(SELECTED PASSAGE):
***

Janssen Biotech submits stelara approval application for plaque psoriasis
Janssen Biotech announced the submission of a Supplemental Biologics License Application (sBLA) to the FDA seeking approval of STELARA (ustekinumab) for the treatment of adolescents (12 to 17 years of age) with moderate to severe plaque psoriasis. It is estimated that 7.5 million Americans have psoriasis, which can range from mild to severe and disabling, and approximately one-third of those affected develop the immune-mediated disease before 20 years of age.2 STELARA, a human monoclonal antibody that targets interleukin (IL)-12 and IL-23 cytokines, has been approved in the United States for the treatment of adults with moderate to severe plaque psoriasis since September 2009.
"Adolescence is an important developmental period, and a diagnosis of moderate to severe plaque psoriasis can present physical and emotional challenges for girls and boys," said Newman Yeilding, M.D., Head of Immunology Development, Janssen Research & Development. "We look forward to collaborating with the FDA on this application with the hope that in the future, we may be able to offer STELARA to dermatologists and their adolescent patients as a new treatment option for moderate to severe plaque psoriasis."
The application is supported by data from the phase III CADMUS registration study, which evaluated the efficacy and safety of STELARA in the treatment of adolescents (12 to 17 years of age) with moderate to severe plaque psoriasis. Results from the CADMUS study have been previously published in the Journal of the American Academy of Dermatology in May 2015. The efficacy and safety profile of STELARA in the CADMUS trial was consistent with the profile of this anti-IL-12/23 monoclonal antibody as previously observed in adult patients receiving STELARA.

***

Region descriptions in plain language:
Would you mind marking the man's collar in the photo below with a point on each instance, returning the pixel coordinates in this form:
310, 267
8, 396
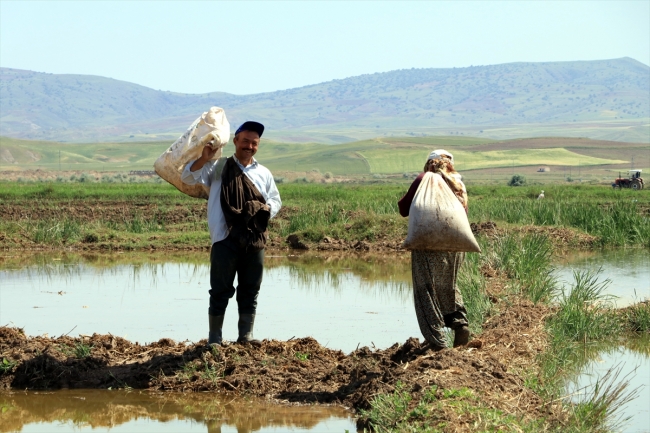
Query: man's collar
242, 165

***

(ACTIVITY LIST):
(a) Copy the psoriasis announcement starting with "Janssen Biotech submits" and going on through "since September 2009.", renaming "adolescents" as "teenagers" throughout.
(b) Answer from the psoriasis announcement:
(i) About how many Americans are estimated to have psoriasis?
(ii) Since when has STELARA been approved in the United States for adults with moderate to severe plaque psoriasis?
(iii) In which journal, and in what month and year, were the CADMUS study results published?
(c) Say whether each statement agrees with the psoriasis announcement:
(i) STELARA targets the IL-12 and IL-23 cytokines.
(ii) CADMUS was a phase II study.
(iii) Newman Yeilding is Head of Immunology Development at Janssen Research & Development.
The entries have nothing to do with this.

(WRITTEN ANSWERS):
(a)
Janssen Biotech submits stelara approval application for plaque psoriasis
Janssen Biotech announced the submission of a Supplemental Biologics License Application (sBLA) to the FDA seeking approval of STELARA (ustekinumab) for the treatment of teenagers (12 to 17 years of age) with moderate to severe plaque psoriasis. It is estimated that 7.5 million Americans have psoriasis, which can range from mild to severe and disabling, and approximately one-third of those affected develop the immune-mediated disease before 20 years of age.2 STELARA, a human monoclonal antibody that targets interleukin (IL)-12 and IL-23 cytokines, has been approved in the United States for the treatment of adults with moderate to severe plaque psoriasis since September 2009.

(b)
(i) 7.5 million
(ii) September 2009
(iii) The Journal of the American Academy of Dermatology, May 2015

(c)
(i) Yes: "a human monoclonal antibody that targets interleukin (IL)-12 and IL-23 cytokines"
(ii) No: "the phase III CADMUS registration study"
(iii) Yes: "Newman Yeilding, M.D., Head of Immunology Development, Janssen Research & Development"